> REQUIREMENTS:
a: Could you pull the passage of the appeals court opinion between "Court of Appeals" and "Case No. CR-525645.", inclusive, copying it word for word?
b: Can you collect every line in the records that contains the string "winter"?

> EXTRACT TO READ:
========================================================================

Court of Appeals of Ohio, Eighth District, Cuyahoga County
Jan 13, 2011
2011 Ohio 95 (Ohio Ct. App. 2011)

Opinion

Nos. 94568, 94929.

RELEASE DATE: January 13, 2011.

Criminal Appeal from the Cuyahoga County Court of Common Pleas, Case No. CR-525645.

AFFIRMED.

William D. Mason, Esq., Cuyahoga County Prosecutor, By: Katherine Mullin, Esq., Deborah Naiman, Esq., Attorneys for Appellants.

Justin M. Weatherly, Esq., Brandon J. Henderson Co., L.P.A., John T. Martin, Esq., Paul Kizmins, Esq., Assistant Public Defenders, Attorneys for Appellee.

BEFORE: Sweeney, J., Rocco, P.J., and Boyle, J.


JOURNAL ENTRY AND OPINION


{¶ 1} In this consolidated appeal, appellant, the state of Ohio, appeals the trial court's decisions that granted appellees', Gary Smith ("Smith") and Scott Edwards ("Edwards"), motions to dismiss based upon double jeopardy and collateral estoppel. For the reasons that follow, we affirm.

{¶ 2} These appeals stem from criminal charges contained in case number CR-525645. Smith and Edwards were named as co-defendants and charged with the following counts: drug trafficking of methamphetamine with a schoolyard specification and a forfeiture specification pertaining to a 1999 Honda Accord, drug possession of methamphetamine with the same automobile forfeiture specification, and possession of criminal tools, also with an automobile forfeiture specification. The indictment was filed July 16, 2009. The date of offense in each count is listed as June 17, 2009.

{¶ 3} Both Edwards and Smith filed motions to dismiss, arguing that the charges against them were barred by double jeopardy and collateral estoppel. The State opposed the motions and the trial court conducted an evidentiary hearing before granting them and dismissing the indictment. The trial court issued a journal entry and opinion detailing its findings and conclusions of law. The State appealed in each case. The appeals were consolidated due to the identity of facts and law involved and because they present the identical assignment of error for our determination:

{¶ 4} "The trial court abused its discretion when it granted defendant's motion to dismiss on double jeopardy grounds where the State was unable to proceed with one of the charges at the time of the first plea because the necessary facts had not been discovered despite the exercise of due diligence."

{¶ 5} At the evidentiary hearing the following testimony was presented: The State called Lakewood police officer David Kappa. Kappa stated he is employed as a narcotics and vice detective. On April 7, 2009, Kappa participated in an investigation that culminated in the arrest of Smith and Edwards.

{¶ 6} Through a confidential informant, the police arranged for the purchase of one and one half ounces of crystal methamphetamine that was to be transported from Columbus to Lakewood. Smith was the target of this controlled buy. Det. Kappa testified that "Smith agreed to sell our confidential source this ounce and-a-half of crystal methamphetamine for $4,000." The confidential source was in communication with Smith during the transport.

========================================================================

> LISTED RECORDS:

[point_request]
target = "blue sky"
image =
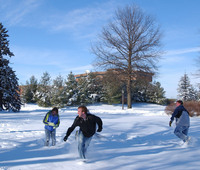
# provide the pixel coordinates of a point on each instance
(55, 36)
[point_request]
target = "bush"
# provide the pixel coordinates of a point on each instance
(193, 107)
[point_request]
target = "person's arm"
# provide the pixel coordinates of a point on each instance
(99, 123)
(70, 129)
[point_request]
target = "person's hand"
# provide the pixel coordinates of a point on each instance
(65, 138)
(99, 130)
(170, 123)
(51, 124)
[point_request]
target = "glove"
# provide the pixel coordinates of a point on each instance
(170, 123)
(65, 138)
(99, 130)
(51, 124)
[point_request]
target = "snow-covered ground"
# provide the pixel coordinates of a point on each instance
(133, 139)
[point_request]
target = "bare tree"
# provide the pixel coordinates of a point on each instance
(130, 43)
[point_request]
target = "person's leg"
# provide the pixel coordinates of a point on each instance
(53, 137)
(47, 137)
(185, 131)
(81, 144)
(179, 132)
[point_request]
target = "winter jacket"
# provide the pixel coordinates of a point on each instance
(181, 115)
(87, 126)
(51, 121)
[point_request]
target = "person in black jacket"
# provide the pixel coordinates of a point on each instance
(182, 121)
(87, 123)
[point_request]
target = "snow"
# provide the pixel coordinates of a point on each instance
(132, 139)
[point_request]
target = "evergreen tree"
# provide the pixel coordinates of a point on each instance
(83, 91)
(186, 92)
(9, 88)
(58, 98)
(70, 90)
(95, 87)
(43, 93)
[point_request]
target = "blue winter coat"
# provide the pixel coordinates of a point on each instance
(49, 119)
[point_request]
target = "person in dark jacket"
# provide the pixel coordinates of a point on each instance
(87, 123)
(182, 121)
(51, 121)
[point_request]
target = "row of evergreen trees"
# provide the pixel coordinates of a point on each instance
(60, 92)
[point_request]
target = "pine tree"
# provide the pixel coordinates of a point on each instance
(83, 91)
(9, 88)
(29, 90)
(186, 92)
(70, 90)
(95, 87)
(43, 93)
(58, 95)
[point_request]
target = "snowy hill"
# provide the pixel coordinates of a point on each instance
(133, 139)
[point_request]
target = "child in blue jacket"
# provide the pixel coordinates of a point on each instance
(51, 121)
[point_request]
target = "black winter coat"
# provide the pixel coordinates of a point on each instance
(88, 126)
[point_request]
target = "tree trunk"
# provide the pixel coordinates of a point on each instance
(129, 102)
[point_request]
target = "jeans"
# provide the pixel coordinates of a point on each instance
(181, 132)
(51, 134)
(83, 143)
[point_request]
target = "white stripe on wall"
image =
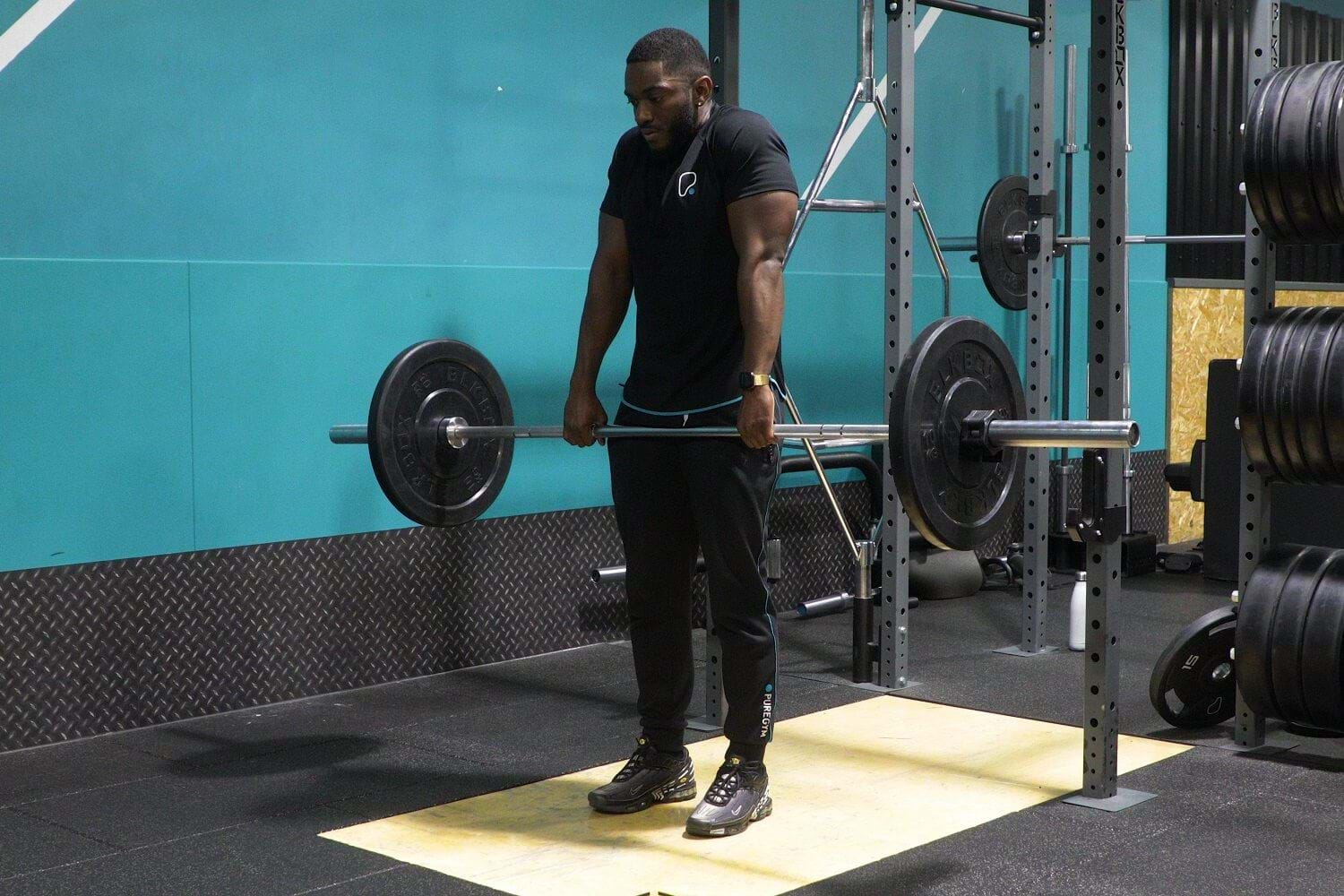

========================================================================

> SOLUTIONS PER TASK:
a:
Court of Appeals of Ohio, Eighth District, Cuyahoga County
Jan 13, 2011
2011 Ohio 95 (Ohio Ct. App. 2011)

Opinion

Nos. 94568, 94929.

RELEASE DATE: January 13, 2011.

Criminal Appeal from the Cuyahoga County Court of Common Pleas, Case No. CR-525645.

b:
target = "winter jacket"
target = "blue winter coat"
target = "black winter coat"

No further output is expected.